2 - Instances en cours

Il est prévu que les instances en cours au 1er janvier 2020 seront transférées au tribunal judiciaire ou à la chambre de proximité désormais compétents. Quant aux convocations ou assignations, deux précisions sont apportées : les actes déjà valablement signifiés aux parties devant un tribunal d’instance en vue d’une date postérieure au 1er janvier 2020 sont réputés valablement faits devant le tribunal judiciaire et n’ont donc pas à être régularisés. Cela implique que les mêmes actes qui visaient une date antérieure devront faire quant à eux l’objet d’une telle régularisation. Il est également possible dès maintenant de rédiger de tels actes en vue d’une comparution devant le tribunal judiciaire (ou une chambre de proximité), dès lors qu’ils visent une date postérieure au 1er janvier 2020.

3 - Les chambres de proximité.

Une annexe permet de déterminer le ressort et le siège des tribunaux judiciaires et chambres de proximité dans le cadre de chaque cour d’appel.
Deux autres annexes énumèrent la liste des matières entrant dans la compétence matérielle de chaque chambre de proximité et il conviendra d’être particulièrement attentif sur ce point, du fait des attributions spécifiques de certaines de ces chambres.
Les annexes suivantes déterminent les chambres compétentes en matière de déclarations de nationalité française et de certificats de nationalité française, puis celles qui se voient attribuer les questions de surendettement des particuliers et de rétablissement personnel.

3 - Procédure civile

Le décret n° 2019-1333 du 11 décembre 2019 réformant la procédure civile a été publié au JO le 12 décembre 2019.

Les services compétents du gouvernement ont édité, à cette occasion des textes destinés aux professionnels assez bien rédigés. On peut les consulter par un clic sur le lien ci-dessous ou le bouton :

http://www.justice.gouv.fr/justice-civile-11861/procedure-civile-au-1er-janvier-2020-documents-de-synthese-32852.html

01 - 2019. Le 31 Janvier. Référé expertise et effet relatif de la suspension de la prescription

Cour de cassation, Civ 2ème , 31 janvier 2019, n° 18-10.011

La suspension de la prescription édictée part l’article 2239 du Code Civil ne bénéficie qu’à celui qui a sollicité la mesure d’expertise et ne s’étend pas à l’ensemble des parties, lesquelles ne pourront donc invoquer à leur profit le dit délai de suspension, D’où la vigilance qui s’impose lorsque l’une des parties à la procédure epertale a l’intention, de solliciter la condamnation d’une partie qu’elle n’a pas elle-même assignée.

SÉRIE D'EXERCICES:
1 > D'après l'extrait sur la réforme de la procédure civile, à quelle date le décret n° 2019-1333 a-t-il été publié au JO ?
2 > Citez la liste ci-dessous depuis sa première ligne jusqu'à la ligne contenant « 98), (185, 92)] », celle-ci incluse. N'incluez pas les images dans votre réponse.
L'extrait ci-dessus et la liste qui suit n'ont aucun rapport entre eux.

DONNÉES FOURNIES:
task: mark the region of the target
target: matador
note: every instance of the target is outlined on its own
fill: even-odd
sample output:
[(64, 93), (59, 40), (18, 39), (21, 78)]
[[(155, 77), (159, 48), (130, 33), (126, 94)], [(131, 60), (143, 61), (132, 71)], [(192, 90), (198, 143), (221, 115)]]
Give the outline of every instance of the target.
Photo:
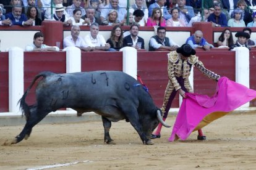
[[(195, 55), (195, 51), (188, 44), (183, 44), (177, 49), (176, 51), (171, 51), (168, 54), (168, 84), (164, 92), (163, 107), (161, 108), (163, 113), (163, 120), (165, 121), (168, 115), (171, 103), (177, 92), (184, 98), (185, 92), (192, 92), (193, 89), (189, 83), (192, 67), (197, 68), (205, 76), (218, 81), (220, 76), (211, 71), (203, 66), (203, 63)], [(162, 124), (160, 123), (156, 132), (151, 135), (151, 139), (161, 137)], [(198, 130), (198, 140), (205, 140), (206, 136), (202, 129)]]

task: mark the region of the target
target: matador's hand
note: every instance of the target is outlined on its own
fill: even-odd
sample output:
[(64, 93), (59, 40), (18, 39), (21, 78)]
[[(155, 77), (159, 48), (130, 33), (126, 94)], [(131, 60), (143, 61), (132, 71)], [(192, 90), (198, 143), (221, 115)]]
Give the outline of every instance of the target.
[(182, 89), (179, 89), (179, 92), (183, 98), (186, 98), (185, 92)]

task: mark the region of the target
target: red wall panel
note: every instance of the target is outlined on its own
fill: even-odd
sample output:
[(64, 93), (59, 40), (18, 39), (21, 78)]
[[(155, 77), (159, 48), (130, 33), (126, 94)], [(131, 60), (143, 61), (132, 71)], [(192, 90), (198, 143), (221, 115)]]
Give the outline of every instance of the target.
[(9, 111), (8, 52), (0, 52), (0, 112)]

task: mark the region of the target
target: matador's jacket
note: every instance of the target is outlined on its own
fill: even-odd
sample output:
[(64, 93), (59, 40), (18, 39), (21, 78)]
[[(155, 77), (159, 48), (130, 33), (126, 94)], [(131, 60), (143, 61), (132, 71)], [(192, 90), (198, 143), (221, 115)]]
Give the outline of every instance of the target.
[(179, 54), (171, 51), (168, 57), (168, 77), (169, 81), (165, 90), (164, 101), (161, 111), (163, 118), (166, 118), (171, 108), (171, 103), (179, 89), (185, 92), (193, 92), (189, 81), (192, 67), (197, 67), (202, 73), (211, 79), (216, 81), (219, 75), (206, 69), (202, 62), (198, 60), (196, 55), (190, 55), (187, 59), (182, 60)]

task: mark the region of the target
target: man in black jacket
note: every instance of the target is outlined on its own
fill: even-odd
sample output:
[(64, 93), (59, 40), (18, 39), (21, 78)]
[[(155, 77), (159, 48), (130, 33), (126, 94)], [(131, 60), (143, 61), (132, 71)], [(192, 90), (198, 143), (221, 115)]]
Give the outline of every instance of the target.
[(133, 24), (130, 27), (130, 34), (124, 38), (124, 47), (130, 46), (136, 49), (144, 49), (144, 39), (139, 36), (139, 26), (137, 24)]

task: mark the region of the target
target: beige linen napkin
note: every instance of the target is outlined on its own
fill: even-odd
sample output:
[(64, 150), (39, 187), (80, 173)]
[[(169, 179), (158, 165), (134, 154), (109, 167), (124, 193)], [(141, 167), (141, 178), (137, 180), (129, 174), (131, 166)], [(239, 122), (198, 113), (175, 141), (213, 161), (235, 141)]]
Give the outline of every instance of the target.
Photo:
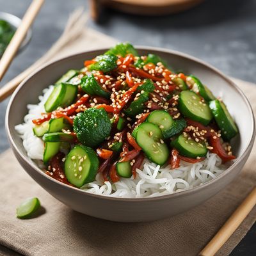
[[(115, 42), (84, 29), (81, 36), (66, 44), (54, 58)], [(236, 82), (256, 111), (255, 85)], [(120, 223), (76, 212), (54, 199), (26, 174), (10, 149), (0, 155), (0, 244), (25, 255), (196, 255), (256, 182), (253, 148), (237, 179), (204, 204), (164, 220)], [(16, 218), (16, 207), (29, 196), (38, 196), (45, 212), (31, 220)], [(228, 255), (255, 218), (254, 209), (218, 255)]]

CORRIGÉS PAR EXERCICE:
1 > Le 12 décembre 2019.

2 >
task: mark the region of the target
target: matador
note: every instance of the target is outlined on its own
fill: even-odd
sample output:
[(64, 93), (59, 40), (18, 39), (21, 78)]
[[(155, 77), (159, 48), (130, 33), (126, 94)], [(131, 60), (143, 61), (132, 71)], [(192, 90), (198, 143), (221, 115)]]
Give the outline of every instance of the target.
Photo:
[[(195, 55), (195, 51), (188, 44), (183, 44), (177, 49), (176, 51), (171, 51), (168, 54), (168, 84), (164, 92), (163, 107), (161, 108), (163, 113), (163, 120), (165, 121), (168, 115), (171, 103), (177, 92), (184, 98), (185, 92), (192, 92), (193, 89), (189, 83), (192, 67), (197, 68), (205, 76), (218, 81), (220, 76), (211, 71), (203, 66), (203, 63)], [(162, 124), (160, 123), (156, 132), (151, 135), (151, 139), (161, 137)], [(198, 130), (198, 140), (205, 140), (206, 136), (202, 129)]]

task: mark the region of the target
target: matador's hand
note: every instance of the target is outlined on its own
fill: even-odd
sample output:
[(64, 93), (59, 40), (18, 39), (21, 78)]
[[(155, 77), (159, 48), (130, 33), (126, 94)], [(131, 60), (143, 61), (132, 71)], [(192, 90), (198, 143), (221, 115)]]
Give the outline of every instance of the target.
[(182, 89), (179, 89), (179, 92), (183, 98), (186, 98), (185, 92)]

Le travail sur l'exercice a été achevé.